▶ PASSAGE
## start
Paramount sweetens Warner Bros. Discovery bid with ‘ticking fee’ as Netflix deal hangs over vote
10 February 2026
2 mins read

Paramount sweetens Warner Bros. Discovery bid with ‘ticking fee’ as Netflix deal hangs over vote

New York, February 10, 2026, 15:21 EST

  • Paramount stuck with its $30-a-share bid for Warner Bros. Discovery, throwing in a delay-based “ticking fee” and agreeing to pick up costs tied to WBD’s Netflix arrangement.
  • The board at WBD is sticking with its recommendation for Netflix’s deal as it looks over the latest offer.
  • Filings indicate Netflix’s $27.75 per share cash payout isn’t locked in—it could drop depending on how much debt ends up on the Discovery Global spinout.

On Tuesday, Paramount Skydance bumped up its hostile $30-a-share offer for Warner Bros. Discovery, tacking on a “ticking fee”—basically, more cash the longer the acquisition drags on. The company also said it would cover the breakup fee that WBD would have to pay Netflix if it backs out of that agreement. 1

WBD’s board stays under the gun, with investors sizing up Netflix’s deal for the company’s studio and streaming arms. WBD said its directors will evaluate Paramount’s latest revised tender, but for now, they’re sticking to their support for the Netflix merger agreement. 2

Netflix is putting $27.75 per share in cash on the table, simple enough. The twist: according to WBD filings, that payout could shrink if the streaming-and-studios piece carries more debt, leaving less on Discovery Global, the cable spinoff. Management projected only a slight trim to the deal in what they see as the probable scenario, but paperwork reveals there’s a much lower possible payout if things go sideways. 3

Paramount’s updated offer bumps up the price by 25 cents a share for every 90 days the deal drags past Dec. 31, 2026—about $650 million in extra cash each time, according to the company. Paramount also said it plans to cover the $2.8 billion termination fee WBD would owe Netflix, plus reimburse bondholders as much as $1.5 billion in fees linked to an anticipated debt swap. Notably, it keeps the $5.8 billion reverse termination fee intact—the sum the buyer pays if regulators block the transaction. 4

Bids are stacking up as the market wrestles with what price to put on “scale” in streaming—cable profit pools are drying up, studios keep shelling out for content. For WBD holders, it’s less about whether the asset’s coveted, and more about the timing and form of any cash payout.
## end
▶ CHALLENGE 1
Reproduce the stretch of the Paramount bid article from "Bids are stacking" through "any cash payout.".

Object location annotation records
## start
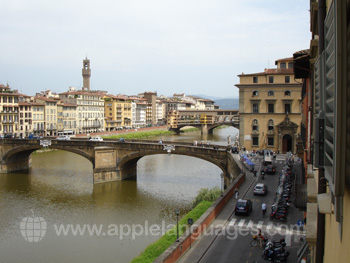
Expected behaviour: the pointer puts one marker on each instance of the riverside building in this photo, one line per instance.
(269, 108)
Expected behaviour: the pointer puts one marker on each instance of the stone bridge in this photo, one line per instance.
(113, 160)
(207, 120)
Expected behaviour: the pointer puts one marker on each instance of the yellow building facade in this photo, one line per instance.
(328, 207)
(9, 110)
(270, 108)
(118, 112)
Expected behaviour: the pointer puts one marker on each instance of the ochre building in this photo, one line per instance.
(270, 108)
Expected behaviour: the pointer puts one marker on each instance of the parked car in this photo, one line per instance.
(63, 138)
(235, 149)
(243, 206)
(260, 189)
(270, 169)
(96, 139)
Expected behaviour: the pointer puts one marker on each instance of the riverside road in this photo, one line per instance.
(228, 238)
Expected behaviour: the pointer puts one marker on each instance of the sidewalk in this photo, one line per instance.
(202, 244)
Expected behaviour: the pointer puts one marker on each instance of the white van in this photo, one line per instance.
(267, 159)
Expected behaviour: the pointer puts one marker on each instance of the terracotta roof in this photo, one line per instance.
(24, 103)
(69, 105)
(284, 59)
(271, 71)
(119, 97)
(46, 99)
(80, 92)
(37, 104)
(302, 52)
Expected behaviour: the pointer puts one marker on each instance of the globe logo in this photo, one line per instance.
(33, 229)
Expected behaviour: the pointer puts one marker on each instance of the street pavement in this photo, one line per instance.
(228, 238)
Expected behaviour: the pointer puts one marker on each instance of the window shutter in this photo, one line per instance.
(329, 96)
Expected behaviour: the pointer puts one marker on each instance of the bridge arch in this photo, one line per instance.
(23, 153)
(132, 159)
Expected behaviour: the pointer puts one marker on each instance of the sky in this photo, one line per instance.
(167, 46)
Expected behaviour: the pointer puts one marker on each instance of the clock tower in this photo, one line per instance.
(86, 74)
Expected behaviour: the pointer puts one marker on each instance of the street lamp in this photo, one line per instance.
(177, 212)
(222, 184)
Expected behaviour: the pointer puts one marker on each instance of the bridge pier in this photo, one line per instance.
(15, 166)
(106, 169)
(204, 129)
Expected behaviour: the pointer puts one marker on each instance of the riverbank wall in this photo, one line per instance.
(177, 249)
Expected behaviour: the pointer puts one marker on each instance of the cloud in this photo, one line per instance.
(134, 39)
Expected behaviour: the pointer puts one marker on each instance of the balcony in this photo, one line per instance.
(9, 122)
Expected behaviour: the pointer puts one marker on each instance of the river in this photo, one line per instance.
(57, 194)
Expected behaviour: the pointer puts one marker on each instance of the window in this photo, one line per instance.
(255, 125)
(270, 126)
(255, 107)
(287, 108)
(270, 141)
(255, 141)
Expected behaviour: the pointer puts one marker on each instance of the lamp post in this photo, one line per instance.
(177, 212)
(222, 184)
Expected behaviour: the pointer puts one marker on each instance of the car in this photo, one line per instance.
(235, 149)
(267, 159)
(243, 207)
(260, 189)
(63, 138)
(270, 169)
(96, 139)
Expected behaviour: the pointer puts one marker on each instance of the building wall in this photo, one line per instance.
(258, 124)
(8, 112)
(25, 127)
(38, 119)
(336, 249)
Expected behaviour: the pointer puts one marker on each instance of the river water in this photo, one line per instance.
(57, 199)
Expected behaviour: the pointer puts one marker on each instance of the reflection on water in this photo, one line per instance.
(59, 189)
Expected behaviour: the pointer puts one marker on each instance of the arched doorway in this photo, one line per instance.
(287, 143)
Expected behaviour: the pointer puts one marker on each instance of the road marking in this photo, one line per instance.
(269, 226)
(250, 224)
(288, 240)
(260, 224)
(232, 222)
(241, 223)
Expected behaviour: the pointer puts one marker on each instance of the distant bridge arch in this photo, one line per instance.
(205, 120)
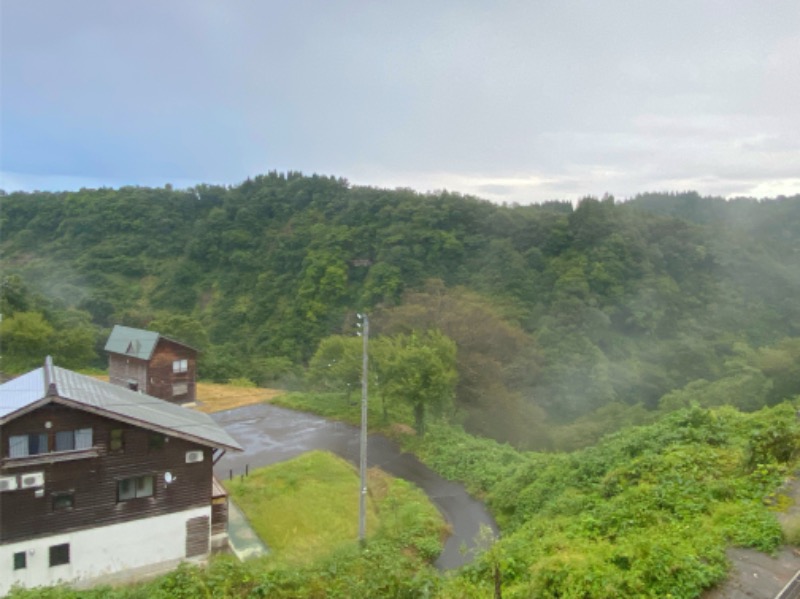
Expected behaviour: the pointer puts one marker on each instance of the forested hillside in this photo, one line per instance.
(568, 321)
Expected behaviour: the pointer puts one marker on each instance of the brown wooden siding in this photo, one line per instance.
(161, 378)
(93, 480)
(219, 509)
(122, 369)
(197, 536)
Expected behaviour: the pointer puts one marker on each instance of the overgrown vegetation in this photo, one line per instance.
(557, 311)
(648, 512)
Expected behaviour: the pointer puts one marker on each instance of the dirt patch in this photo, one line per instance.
(212, 397)
(398, 430)
(756, 575)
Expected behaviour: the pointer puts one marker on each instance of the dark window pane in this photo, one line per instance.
(126, 489)
(20, 560)
(155, 441)
(115, 444)
(59, 554)
(37, 443)
(63, 501)
(65, 440)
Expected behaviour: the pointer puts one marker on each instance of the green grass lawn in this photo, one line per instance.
(307, 507)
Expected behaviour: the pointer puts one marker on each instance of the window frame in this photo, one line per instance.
(59, 555)
(60, 496)
(156, 441)
(136, 482)
(20, 560)
(112, 441)
(15, 444)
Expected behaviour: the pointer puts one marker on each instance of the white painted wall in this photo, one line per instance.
(100, 551)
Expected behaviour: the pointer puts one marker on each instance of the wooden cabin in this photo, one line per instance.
(153, 364)
(98, 480)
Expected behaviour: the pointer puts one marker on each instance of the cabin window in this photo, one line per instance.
(63, 501)
(155, 441)
(78, 439)
(59, 554)
(22, 446)
(117, 440)
(20, 560)
(134, 488)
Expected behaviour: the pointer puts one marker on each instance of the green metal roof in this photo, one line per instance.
(136, 343)
(63, 386)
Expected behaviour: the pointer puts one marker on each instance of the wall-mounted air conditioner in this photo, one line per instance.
(34, 479)
(8, 483)
(194, 456)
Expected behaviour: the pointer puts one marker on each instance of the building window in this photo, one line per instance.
(63, 501)
(117, 440)
(134, 488)
(77, 439)
(22, 446)
(59, 554)
(20, 560)
(155, 441)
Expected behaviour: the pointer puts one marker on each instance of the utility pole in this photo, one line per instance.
(362, 512)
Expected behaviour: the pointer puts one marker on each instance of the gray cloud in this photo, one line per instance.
(517, 101)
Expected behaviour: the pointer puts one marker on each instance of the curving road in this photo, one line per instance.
(271, 434)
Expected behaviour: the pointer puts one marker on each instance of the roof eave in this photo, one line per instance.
(144, 424)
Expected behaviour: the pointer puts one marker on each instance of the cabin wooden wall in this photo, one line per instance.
(122, 369)
(161, 376)
(93, 480)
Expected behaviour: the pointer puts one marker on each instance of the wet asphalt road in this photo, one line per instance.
(271, 434)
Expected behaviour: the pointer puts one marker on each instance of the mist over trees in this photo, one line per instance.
(567, 321)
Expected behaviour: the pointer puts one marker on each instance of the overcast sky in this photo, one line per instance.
(511, 101)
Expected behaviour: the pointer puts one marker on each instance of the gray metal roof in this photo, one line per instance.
(87, 393)
(137, 343)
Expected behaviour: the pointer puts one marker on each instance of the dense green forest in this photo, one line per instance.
(568, 321)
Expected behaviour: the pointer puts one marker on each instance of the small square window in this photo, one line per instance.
(155, 441)
(63, 501)
(20, 560)
(116, 441)
(59, 555)
(65, 440)
(134, 488)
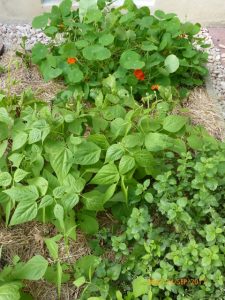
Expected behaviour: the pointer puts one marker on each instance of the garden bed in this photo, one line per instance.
(112, 175)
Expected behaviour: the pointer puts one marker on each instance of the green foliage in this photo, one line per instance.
(160, 177)
(119, 41)
(109, 145)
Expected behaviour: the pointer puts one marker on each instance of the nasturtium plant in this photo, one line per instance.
(111, 147)
(142, 50)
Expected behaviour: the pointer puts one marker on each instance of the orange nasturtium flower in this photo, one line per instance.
## end
▶ CHALLENGE 2
Rewrite the stretch of the records from the line containing "bed in this photo, one line per instance." through the end of the records, putting "green leaves" in place of "green foliage" and keeping everything else the same. Give only those lines.

▶ COMPLETE OUTPUT 1
Bids are stacking up as the market wrestles with what price to put on “scale” in streaming—cable profit pools are drying up, studios keep shelling out for content. For WBD holders, it’s less about whether the asset’s coveted, and more about the timing and form of any cash payout.

▶ COMPLETE OUTPUT 2
Expected behaviour: the pointer puts one marker on each instance of the garden bed in this photo, one line per instance.
(112, 175)
Expected behaviour: the pointer puts one marker on each instance of the green leaves in this photo, one line per instance.
(160, 177)
(119, 41)
(109, 145)
Expected behaviour: the pointer puts one marker on each instance of the nasturtium plant in this photo, one line per instance.
(111, 147)
(142, 50)
Expected behaviour: the pointer puts one marker on each instance of the orange nasturtium flower in this photo, one line per instance.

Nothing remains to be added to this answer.